# Goal
Print the Basis of Presentation note verbatim, beginning at the words "The unaudited consolidated" and stopping after "March 31, 2000.".

NOTES TO CONSOLIDATED FINANCIAL STATEMENTS
THREE AND SIX MONTHS ENDED SEPTEMBER 30, 2000
(unaudited)
NOTE A - Basis of Presentation
------------------------------
The consolidated financial statements for the three months and six months
ended September 30, 2000, include the accounts of Horizon Financial Corp. (the
Corporation), Horizon Bank (the Bank), and other subsidiaries of the Bank.
Significant intercompany balances and transactions have been eliminated in
consolidation. The Corporation has engaged in no significant activity other
than holding the stock of the Bank.
The preparation of the financial statements in conformity with accounting
principles generally accepted in the United States requires management to make
estimates and assumptions that affect amounts reported in the consolidated
financial statements. Changes in these estimates and assumptions are
considered reasonably possible and may have a material impact on the financial
statements and thus actual results could differ from the amounts reported and
disclosed herein.
The unaudited consolidated financial statements have been prepared in
accordance with generally accepted accounting principles for interim financial
information and with the instructions to the Form 10-Q and Rule 10-01 of
Regulation S-X. Accordingly, they do not include all of the information and
footnotes required by generally accepted accounting principles for complete
financial statements. In the opinion of management, all adjustments
(consisting only of normal recurring accruals) necessary for a fair
presentation are reflected in the interim financial statements. The results
of operations for the periods ended September 30, 2000 and 1999 are not
necessarily indicative of the operating results for the full year. For
further information, refer to the consolidated financial statements and
footnotes thereto in the Horizon Financial Corp. annual report for the year
ended March 31, 2000.

# Supplied entries
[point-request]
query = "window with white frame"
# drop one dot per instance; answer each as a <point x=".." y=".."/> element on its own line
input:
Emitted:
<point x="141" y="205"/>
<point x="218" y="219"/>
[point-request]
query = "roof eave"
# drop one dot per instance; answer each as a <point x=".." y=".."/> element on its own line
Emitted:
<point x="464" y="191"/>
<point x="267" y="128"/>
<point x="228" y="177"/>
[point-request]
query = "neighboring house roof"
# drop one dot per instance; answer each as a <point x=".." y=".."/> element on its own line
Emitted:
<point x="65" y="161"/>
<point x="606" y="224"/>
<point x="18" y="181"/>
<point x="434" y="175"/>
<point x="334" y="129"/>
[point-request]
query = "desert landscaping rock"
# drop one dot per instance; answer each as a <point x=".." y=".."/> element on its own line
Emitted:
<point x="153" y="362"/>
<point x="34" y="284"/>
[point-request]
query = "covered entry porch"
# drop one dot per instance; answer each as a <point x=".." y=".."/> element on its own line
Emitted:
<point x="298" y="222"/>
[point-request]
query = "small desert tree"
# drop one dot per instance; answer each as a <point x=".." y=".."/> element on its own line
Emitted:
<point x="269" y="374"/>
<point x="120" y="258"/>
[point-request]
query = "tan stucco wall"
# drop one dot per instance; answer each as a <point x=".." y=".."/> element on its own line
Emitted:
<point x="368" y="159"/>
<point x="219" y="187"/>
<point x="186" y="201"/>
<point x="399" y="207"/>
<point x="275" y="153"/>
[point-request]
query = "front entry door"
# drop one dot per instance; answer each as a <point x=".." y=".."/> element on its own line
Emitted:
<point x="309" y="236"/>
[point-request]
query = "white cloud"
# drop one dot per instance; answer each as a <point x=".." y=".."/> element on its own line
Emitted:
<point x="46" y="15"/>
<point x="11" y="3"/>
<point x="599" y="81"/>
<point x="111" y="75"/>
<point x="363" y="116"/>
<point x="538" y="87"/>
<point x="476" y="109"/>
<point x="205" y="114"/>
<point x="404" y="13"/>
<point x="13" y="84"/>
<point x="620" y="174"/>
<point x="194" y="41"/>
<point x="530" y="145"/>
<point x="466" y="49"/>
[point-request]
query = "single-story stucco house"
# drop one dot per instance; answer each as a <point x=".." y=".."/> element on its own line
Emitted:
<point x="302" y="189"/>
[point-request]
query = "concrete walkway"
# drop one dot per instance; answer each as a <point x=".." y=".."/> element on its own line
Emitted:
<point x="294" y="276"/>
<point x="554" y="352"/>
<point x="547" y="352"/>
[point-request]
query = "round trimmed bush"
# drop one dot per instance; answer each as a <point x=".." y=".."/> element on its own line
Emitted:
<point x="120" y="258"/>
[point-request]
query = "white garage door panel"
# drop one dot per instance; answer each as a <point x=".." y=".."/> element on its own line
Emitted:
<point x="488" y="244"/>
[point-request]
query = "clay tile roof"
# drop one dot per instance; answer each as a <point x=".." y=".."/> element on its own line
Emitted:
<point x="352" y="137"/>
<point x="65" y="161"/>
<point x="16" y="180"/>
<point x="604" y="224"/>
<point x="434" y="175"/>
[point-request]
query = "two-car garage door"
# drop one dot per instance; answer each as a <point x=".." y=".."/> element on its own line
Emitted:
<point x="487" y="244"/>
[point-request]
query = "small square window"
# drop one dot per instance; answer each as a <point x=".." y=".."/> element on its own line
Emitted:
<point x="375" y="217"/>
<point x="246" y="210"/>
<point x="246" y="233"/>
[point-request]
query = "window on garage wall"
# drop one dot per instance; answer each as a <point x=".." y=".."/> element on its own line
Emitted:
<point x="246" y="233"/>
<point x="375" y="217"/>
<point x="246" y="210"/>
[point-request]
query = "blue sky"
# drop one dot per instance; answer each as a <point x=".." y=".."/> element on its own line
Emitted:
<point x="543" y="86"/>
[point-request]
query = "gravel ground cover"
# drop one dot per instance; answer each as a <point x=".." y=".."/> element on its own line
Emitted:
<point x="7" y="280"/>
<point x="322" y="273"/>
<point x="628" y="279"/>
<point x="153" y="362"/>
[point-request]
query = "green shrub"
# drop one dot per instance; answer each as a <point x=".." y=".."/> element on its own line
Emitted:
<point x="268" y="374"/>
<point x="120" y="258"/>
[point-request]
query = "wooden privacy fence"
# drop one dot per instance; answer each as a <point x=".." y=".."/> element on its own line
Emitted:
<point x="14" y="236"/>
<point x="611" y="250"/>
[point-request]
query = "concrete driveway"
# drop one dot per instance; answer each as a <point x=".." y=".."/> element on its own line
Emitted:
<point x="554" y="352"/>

# Result of this exercise
The unaudited consolidated financial statements have been prepared in
accordance with generally accepted accounting principles for interim financial
information and with the instructions to the Form 10-Q and Rule 10-01 of
Regulation S-X. Accordingly, they do not include all of the information and
footnotes required by generally accepted accounting principles for complete
financial statements. In the opinion of management, all adjustments
(consisting only of normal recurring accruals) necessary for a fair
presentation are reflected in the interim financial statements. The results
of operations for the periods ended September 30, 2000 and 1999 are not
necessarily indicative of the operating results for the full year. For
further information, refer to the consolidated financial statements and
footnotes thereto in the Horizon Financial Corp. annual report for the year
ended March 31, 2000.